__Your instructions__:
Transcribe all of the data exactly. Omit the pictures.

Saved entries:
# # #

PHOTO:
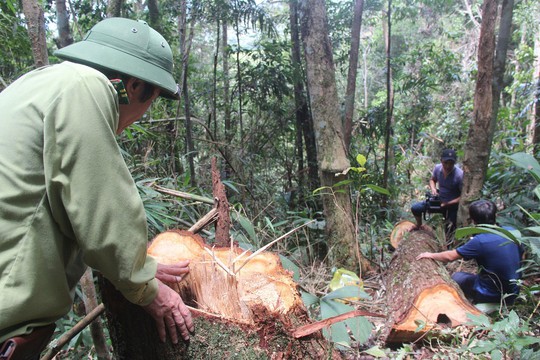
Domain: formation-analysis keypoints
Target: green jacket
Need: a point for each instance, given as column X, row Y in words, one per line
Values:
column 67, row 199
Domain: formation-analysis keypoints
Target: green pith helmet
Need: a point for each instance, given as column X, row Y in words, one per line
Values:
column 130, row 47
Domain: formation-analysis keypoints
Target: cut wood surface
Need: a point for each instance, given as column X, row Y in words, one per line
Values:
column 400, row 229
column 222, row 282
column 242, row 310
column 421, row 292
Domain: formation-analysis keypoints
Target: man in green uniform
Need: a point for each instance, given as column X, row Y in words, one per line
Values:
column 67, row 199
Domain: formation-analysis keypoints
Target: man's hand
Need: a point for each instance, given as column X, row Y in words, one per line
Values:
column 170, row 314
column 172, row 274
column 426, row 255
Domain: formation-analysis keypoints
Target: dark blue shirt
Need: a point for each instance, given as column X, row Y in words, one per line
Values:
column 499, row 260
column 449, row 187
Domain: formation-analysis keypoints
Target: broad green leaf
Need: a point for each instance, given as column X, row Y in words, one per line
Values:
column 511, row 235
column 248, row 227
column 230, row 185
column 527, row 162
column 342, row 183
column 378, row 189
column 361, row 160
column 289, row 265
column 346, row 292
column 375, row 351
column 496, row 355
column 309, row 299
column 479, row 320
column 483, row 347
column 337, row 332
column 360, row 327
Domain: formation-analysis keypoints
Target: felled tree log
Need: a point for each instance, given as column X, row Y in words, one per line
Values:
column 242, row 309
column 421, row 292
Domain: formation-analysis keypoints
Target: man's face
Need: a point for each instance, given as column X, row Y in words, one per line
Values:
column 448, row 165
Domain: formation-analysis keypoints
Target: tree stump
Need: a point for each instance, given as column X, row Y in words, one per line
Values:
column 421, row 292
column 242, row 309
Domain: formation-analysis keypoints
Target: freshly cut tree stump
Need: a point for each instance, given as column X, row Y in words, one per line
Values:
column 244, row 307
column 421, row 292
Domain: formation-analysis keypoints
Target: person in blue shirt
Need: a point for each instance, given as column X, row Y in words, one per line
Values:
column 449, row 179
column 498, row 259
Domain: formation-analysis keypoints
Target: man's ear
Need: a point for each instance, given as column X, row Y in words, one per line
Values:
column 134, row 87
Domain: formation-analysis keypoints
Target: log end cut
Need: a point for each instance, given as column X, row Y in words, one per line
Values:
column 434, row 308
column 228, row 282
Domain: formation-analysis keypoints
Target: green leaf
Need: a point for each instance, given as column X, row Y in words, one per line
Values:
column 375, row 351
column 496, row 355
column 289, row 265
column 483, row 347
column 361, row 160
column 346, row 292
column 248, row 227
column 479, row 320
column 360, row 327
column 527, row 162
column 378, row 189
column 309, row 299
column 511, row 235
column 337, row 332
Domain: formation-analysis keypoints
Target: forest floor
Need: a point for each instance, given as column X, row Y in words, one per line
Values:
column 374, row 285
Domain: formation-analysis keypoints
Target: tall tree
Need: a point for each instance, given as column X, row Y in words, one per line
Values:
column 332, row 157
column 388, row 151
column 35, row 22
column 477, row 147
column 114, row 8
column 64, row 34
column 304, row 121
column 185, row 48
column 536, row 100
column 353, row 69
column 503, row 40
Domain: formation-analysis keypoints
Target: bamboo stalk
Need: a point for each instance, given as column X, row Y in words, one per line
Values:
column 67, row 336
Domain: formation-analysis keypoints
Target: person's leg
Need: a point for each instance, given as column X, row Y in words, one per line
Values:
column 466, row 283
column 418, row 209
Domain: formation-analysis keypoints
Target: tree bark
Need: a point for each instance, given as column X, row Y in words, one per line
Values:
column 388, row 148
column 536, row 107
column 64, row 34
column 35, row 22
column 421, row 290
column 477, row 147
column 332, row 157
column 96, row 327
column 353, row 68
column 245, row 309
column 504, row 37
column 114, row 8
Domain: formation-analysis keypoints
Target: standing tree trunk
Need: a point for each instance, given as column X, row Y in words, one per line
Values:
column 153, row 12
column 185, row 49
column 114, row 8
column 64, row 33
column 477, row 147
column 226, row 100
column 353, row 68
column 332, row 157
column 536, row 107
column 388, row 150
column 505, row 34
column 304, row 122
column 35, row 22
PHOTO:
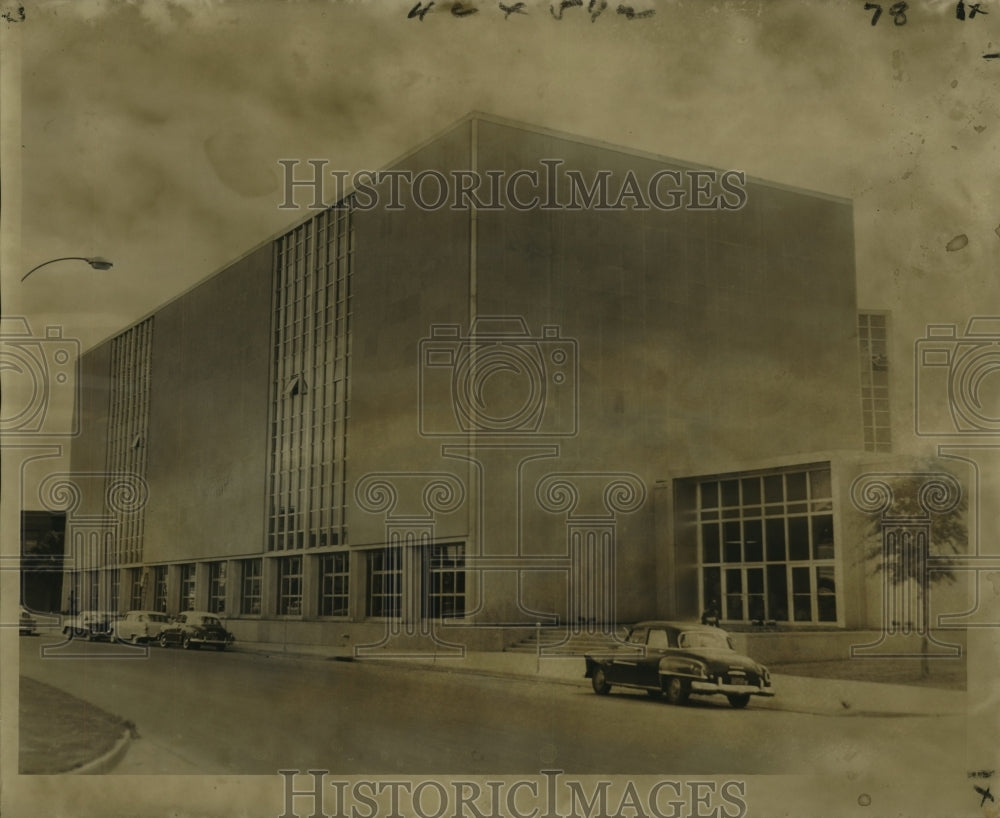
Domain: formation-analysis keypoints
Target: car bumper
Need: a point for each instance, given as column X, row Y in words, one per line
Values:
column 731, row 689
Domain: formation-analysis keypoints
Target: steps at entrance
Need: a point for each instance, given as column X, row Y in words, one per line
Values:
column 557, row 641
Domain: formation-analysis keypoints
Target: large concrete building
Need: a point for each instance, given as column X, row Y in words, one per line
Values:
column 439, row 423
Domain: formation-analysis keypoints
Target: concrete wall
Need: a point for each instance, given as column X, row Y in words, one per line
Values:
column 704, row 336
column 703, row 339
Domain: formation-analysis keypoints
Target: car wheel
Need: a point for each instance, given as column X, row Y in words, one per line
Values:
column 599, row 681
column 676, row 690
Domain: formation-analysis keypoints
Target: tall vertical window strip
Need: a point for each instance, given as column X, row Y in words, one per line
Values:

# # #

__Complete answer__:
PHOTO:
Domain: formation-analysis keypoints
Target: green jacket
Need: a point for each instance, given as column X, row Y in words, one per line
Values:
column 67, row 199
Domain: formation-analysis keypoints
Target: green pith helmet
Need: a point for each instance, given as column X, row Y in words, one per line
Values:
column 130, row 47
Domain: formation-analysis keypoints
Target: cut wood surface
Need: a point for each instance, given as column X, row Y in words, one per line
Values:
column 400, row 229
column 222, row 282
column 242, row 310
column 421, row 292
Domain: formation-analysis keypoints
Target: man in green uniform
Need: a point for each instance, given as column X, row Y in words, one per line
Values:
column 67, row 199
Domain: formation-analysis keypoints
Target: man's hand
Need: a point for each instance, given as column X, row Y in words, one per line
Values:
column 170, row 314
column 172, row 274
column 426, row 255
Domain: formation-analysis keypoints
Target: dark blue shirt
Need: a point for each instance, given as column X, row Y in words, one per line
Values:
column 499, row 260
column 449, row 187
Domain: formation-analysis keypoints
Target: broad green leaf
Need: a point for each instance, given as column X, row Y in words, one per line
Values:
column 511, row 235
column 248, row 227
column 230, row 185
column 527, row 162
column 342, row 183
column 378, row 189
column 361, row 160
column 289, row 265
column 346, row 292
column 375, row 351
column 496, row 355
column 309, row 299
column 479, row 320
column 483, row 347
column 337, row 332
column 360, row 327
Domain: formation-analysis keypoints
Target: felled tree log
Need: a point for each instance, given as column X, row Y in words, one per line
Values:
column 242, row 309
column 421, row 292
Domain: formation-analysis keypoints
Target: man's face
Need: a point for each instance, given as column X, row Y in words, one per line
Values:
column 448, row 165
Domain: formation-analysis keypoints
Target: tree stump
Need: a point for each instance, given as column X, row Y in words, one per line
Values:
column 421, row 292
column 242, row 309
Domain: formation-analysis keypoints
Target: freshly cut tree stump
Need: a point for each instance, given as column X, row Y in words, one per line
Values:
column 244, row 307
column 421, row 292
Domain: formation-analysis keypoints
Target: person in blue shirt
Need: a point for each instance, given as column X, row Y in words, one per line
Values:
column 449, row 179
column 498, row 259
Domain: formation-analysis keypoints
Target: man's ear
Need: a point for each instance, given as column X, row Y in words, one per line
Values:
column 134, row 87
Domain: formation-analysis keypoints
Target: log end cut
Need: a point for each instance, given as column X, row Y in words, one per line
Values:
column 434, row 308
column 228, row 282
Domain: formation-analysis keypoints
Target: green leaf
Need: a point for each instance, given as column X, row Y in words, one per line
Values:
column 375, row 351
column 496, row 355
column 289, row 265
column 483, row 347
column 361, row 160
column 346, row 292
column 248, row 227
column 479, row 320
column 360, row 327
column 527, row 162
column 378, row 189
column 309, row 299
column 511, row 235
column 337, row 332
Domain: formation-analysis keypoints
Target: forest floor
Need: a point for each instance, given as column X, row Y in words, one per line
Values:
column 374, row 285
Domain: formation-analysis keypoints
Target: tall tree
Need: a point for each instance, given as column X, row Y in words, one per line
Values:
column 332, row 157
column 388, row 151
column 35, row 22
column 477, row 147
column 114, row 8
column 64, row 34
column 304, row 121
column 185, row 48
column 536, row 100
column 353, row 69
column 503, row 40
Domain: formation-analysis keypoints
Target: bamboo stalk
Need: a point for each instance, given as column X, row Y in words, one per line
Values:
column 67, row 336
Domain: formation-analysis keypoints
Target: person's leg
Need: a point for each instance, given as column X, row Y in words, one per line
Values:
column 466, row 283
column 418, row 209
Domain: formation-analysis keypoints
Target: tree bark
Need: a point for each instance, given as column X, row Y in words, one per line
Values:
column 388, row 148
column 536, row 107
column 64, row 34
column 35, row 22
column 421, row 290
column 477, row 147
column 332, row 157
column 96, row 327
column 353, row 68
column 245, row 309
column 504, row 37
column 114, row 8
Domain: formation-analysis keypoints
Target: standing tree trunk
Need: a point for each instance, given as column X, row Y in words, one per line
Values:
column 153, row 12
column 185, row 49
column 114, row 8
column 64, row 33
column 477, row 147
column 226, row 100
column 353, row 68
column 332, row 157
column 536, row 107
column 388, row 150
column 505, row 34
column 304, row 122
column 35, row 22
PHOTO:
Domain: formation-analysis keypoints
Target: car bumper
Need: a point for each instance, given as column X, row Y in words, one per line
Values:
column 731, row 689
Domain: formation-analysis keypoints
Target: steps at entrance
Need: a point for each instance, given as column X, row Y in words, one per line
Values:
column 557, row 641
Domain: formation-analysis keypoints
Target: large concrete building
Need: a point for each instance, given as column X, row Y in words, one per line
Values:
column 439, row 423
Domain: formation-analysis keypoints
Target: concrete wall
Need: a point for each instance, given as column X, row Y in words, one per line
Values:
column 704, row 336
column 703, row 339
Domain: formation-analysis keypoints
Target: car wheel
Need: a point for each instance, given as column X, row Y in words, one per line
Values:
column 599, row 681
column 676, row 690
Domain: formation-analysis keypoints
Target: tall vertical window strip
Need: a point for each instance, given as column X, row Y in words, one per line
Values:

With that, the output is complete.